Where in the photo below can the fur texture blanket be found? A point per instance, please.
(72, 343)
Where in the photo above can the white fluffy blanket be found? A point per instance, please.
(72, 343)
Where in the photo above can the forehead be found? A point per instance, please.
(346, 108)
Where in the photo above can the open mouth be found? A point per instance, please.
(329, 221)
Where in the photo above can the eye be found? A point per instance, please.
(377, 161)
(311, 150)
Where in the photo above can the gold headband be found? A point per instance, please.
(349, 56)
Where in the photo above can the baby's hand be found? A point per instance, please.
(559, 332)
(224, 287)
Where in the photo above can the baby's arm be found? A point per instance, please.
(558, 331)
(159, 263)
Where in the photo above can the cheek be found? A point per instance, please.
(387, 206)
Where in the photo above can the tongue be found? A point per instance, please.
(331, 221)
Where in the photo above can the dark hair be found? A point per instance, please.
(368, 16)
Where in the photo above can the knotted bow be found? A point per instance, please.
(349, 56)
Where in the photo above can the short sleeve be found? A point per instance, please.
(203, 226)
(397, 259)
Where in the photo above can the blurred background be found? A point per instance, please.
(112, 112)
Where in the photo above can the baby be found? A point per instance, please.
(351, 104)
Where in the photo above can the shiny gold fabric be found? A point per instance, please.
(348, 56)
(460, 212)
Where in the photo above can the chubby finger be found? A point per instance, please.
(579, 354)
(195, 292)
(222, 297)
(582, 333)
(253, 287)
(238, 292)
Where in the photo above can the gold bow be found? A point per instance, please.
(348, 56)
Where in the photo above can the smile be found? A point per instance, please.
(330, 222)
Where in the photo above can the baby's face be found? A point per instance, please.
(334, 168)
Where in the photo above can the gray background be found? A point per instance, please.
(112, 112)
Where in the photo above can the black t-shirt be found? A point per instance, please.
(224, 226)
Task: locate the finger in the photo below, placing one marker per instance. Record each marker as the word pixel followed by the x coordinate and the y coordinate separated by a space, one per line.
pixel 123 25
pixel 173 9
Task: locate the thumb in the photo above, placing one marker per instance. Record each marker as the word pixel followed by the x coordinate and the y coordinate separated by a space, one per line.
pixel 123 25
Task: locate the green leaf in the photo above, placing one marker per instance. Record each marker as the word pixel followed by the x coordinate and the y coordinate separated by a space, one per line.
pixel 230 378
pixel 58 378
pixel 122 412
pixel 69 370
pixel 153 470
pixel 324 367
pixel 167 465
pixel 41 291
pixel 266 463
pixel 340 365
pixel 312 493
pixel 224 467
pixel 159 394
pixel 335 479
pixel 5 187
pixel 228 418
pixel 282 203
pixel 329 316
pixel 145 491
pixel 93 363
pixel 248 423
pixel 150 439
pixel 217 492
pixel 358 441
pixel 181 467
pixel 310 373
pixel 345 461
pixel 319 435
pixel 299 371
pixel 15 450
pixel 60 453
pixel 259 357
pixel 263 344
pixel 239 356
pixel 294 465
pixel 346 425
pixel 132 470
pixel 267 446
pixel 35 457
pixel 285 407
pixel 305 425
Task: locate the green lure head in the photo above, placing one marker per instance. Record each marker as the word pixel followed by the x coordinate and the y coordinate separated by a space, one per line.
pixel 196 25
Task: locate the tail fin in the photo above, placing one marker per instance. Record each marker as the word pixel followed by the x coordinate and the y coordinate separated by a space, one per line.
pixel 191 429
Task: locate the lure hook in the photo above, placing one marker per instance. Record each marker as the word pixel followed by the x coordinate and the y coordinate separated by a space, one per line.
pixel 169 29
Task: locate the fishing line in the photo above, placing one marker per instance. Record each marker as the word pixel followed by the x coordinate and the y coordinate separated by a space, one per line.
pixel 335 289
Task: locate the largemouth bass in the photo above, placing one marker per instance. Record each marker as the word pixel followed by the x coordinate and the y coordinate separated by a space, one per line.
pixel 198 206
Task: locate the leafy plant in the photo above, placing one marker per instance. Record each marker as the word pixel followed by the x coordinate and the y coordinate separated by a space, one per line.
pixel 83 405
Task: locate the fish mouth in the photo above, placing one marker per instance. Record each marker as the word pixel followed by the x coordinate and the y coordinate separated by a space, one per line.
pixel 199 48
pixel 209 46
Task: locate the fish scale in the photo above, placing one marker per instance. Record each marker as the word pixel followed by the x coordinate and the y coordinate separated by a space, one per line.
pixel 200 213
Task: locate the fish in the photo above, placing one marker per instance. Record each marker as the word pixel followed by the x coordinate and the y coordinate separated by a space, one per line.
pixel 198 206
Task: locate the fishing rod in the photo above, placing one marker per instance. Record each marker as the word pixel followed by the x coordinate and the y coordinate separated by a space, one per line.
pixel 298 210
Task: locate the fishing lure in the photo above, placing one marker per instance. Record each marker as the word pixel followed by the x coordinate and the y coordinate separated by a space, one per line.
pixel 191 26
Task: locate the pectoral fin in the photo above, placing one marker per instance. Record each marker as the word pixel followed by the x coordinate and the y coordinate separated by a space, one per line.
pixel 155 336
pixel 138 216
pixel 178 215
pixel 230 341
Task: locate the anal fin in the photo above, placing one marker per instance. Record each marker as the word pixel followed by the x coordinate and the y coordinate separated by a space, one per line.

▶ **What the exercise asks**: Each line of the listing should be echoed back exactly.

▶ **Finished answer**:
Where in the photo below can the fur texture blanket be found? A point per instance, please.
(72, 343)
Where in the photo above can the white fluffy blanket be found? A point per instance, please.
(72, 343)
Where in the photo above can the forehead be found? A point per instance, please.
(346, 108)
Where in the photo above can the open mouth be found? A point per instance, please.
(329, 221)
Where in the photo above can the eye be found? A point per instance, please.
(377, 161)
(311, 150)
Where in the photo above can the gold headband be found? A point per instance, please.
(349, 56)
Where in the photo above can the baby's hand be found? A point per instance, please.
(559, 332)
(224, 287)
Where in the photo above can the baby's arm be found? A point per instance, please.
(558, 331)
(159, 263)
Where in the photo above can the cheek be found? A point per instance, please.
(387, 206)
Where in the photo above can the tongue be found? A point per instance, please.
(331, 221)
Where in the photo above can the dark hair be found? A point per instance, please.
(368, 16)
Where in the photo above can the knotted bow be found? A point per instance, please.
(349, 56)
Where in the photo above can the short sleeve be found? A point per instance, please.
(203, 226)
(397, 259)
Where in the photo above can the blurred background be found? A point per instance, please.
(112, 112)
Where in the photo above can the baby be found? A point per instance, please.
(351, 104)
Where in the photo above can the shiny gold fabric be found? A point per instance, please.
(348, 56)
(460, 212)
Where in the photo above can the chubby finger be found? A point per instance, please.
(579, 354)
(195, 292)
(222, 297)
(582, 333)
(253, 287)
(238, 292)
Where in the photo above can the gold bow be found? A point per instance, please.
(348, 56)
Where in the photo above can the smile be found? A point per instance, please.
(330, 222)
Where in the photo above can the baby's face be found? A point per instance, please.
(334, 168)
Where in the photo above can the gray background be found? A point per instance, please.
(112, 112)
Where in the photo above can the black t-shirt be found? A point per instance, please.
(224, 226)
Task: locate the finger in the photo below, placing one marker per instance. Record each marker as the word pixel followed by the x coordinate and the y coordinate separated by a space, one per line.
pixel 123 25
pixel 173 9
Task: locate the thumb in the photo above, placing one marker per instance. Record each marker as the word pixel followed by the x coordinate and the y coordinate separated by a space, one per line.
pixel 123 25
Task: locate the green leaf in the photo above, placing one marker per instance. Record each marker as the word pixel followed by the x coordinate and the y coordinate separated by a space, one per line.
pixel 230 378
pixel 58 378
pixel 122 412
pixel 69 370
pixel 153 470
pixel 324 367
pixel 167 465
pixel 41 291
pixel 266 463
pixel 340 365
pixel 312 493
pixel 224 467
pixel 159 394
pixel 335 479
pixel 5 187
pixel 228 418
pixel 282 203
pixel 329 316
pixel 145 491
pixel 93 363
pixel 248 423
pixel 150 439
pixel 217 492
pixel 358 441
pixel 181 467
pixel 310 373
pixel 345 461
pixel 319 435
pixel 299 371
pixel 15 450
pixel 60 453
pixel 259 357
pixel 263 344
pixel 239 356
pixel 294 465
pixel 346 425
pixel 132 470
pixel 267 446
pixel 35 457
pixel 285 407
pixel 305 425
Task: locate the green lure head in the photo above, placing one marker per instance. Record each marker as the word pixel followed by the x coordinate and the y coordinate separated by a space, one per line.
pixel 196 25
Task: locate the tail fin in the photo above, placing one marker per instance. Record each marker as the word pixel followed by the x coordinate and the y coordinate separated by a space, one per line.
pixel 191 429
Task: locate the lure hook in the photo above, placing one marker per instance. Record each marker as the word pixel followed by the x coordinate and the y coordinate separated by a space, one per line.
pixel 169 29
Task: locate the fishing line in the photo above, placing one marker per instance. Record each marker as the word pixel followed by the x coordinate and the y coordinate separated by a space, one per line.
pixel 335 289
Task: locate the largemouth bass in the photo above, placing one marker per instance. Record each marker as the word pixel followed by the x coordinate and the y coordinate separated by a space, one per line.
pixel 198 206
Task: locate the leafy plant in the photo above, placing one marker per instance. Record each marker as the word pixel followed by the x coordinate and the y coordinate separated by a space, one per line.
pixel 83 405
Task: locate the fish mouth in the photo above, placing one marker per instance. Record each marker as the word pixel followed by the x coordinate and the y coordinate separated by a space, one per line.
pixel 199 48
pixel 209 46
Task: locate the fish scale in the photo above, placing one marker per instance. Record each marker as the word pixel followed by the x coordinate and the y coordinate separated by a space, one per line.
pixel 200 213
Task: locate the fish in the photo above, placing one marker per instance. Record each marker as the word pixel followed by the x coordinate and the y coordinate separated by a space, one per line.
pixel 198 206
Task: locate the fishing rod in the photo above, placing one marker per instance. Record each marker as the word pixel followed by the x coordinate and the y coordinate separated by a space, one per line.
pixel 298 210
Task: locate the fishing lure in the photo above, placing one marker per instance. Record each marker as the word pixel followed by the x coordinate and the y coordinate separated by a space, one per line.
pixel 191 26
Task: locate the pectoral fin in the photo above, placing one marker per instance. Record each marker as the word pixel followed by the x coordinate and the y coordinate separated by a space, one per line.
pixel 155 336
pixel 138 216
pixel 178 215
pixel 230 341
Task: locate the anal fin in the photo above, placing one marker per instance. Record each marker as the word pixel followed by the x coordinate and the y coordinate separated by a space, one per line.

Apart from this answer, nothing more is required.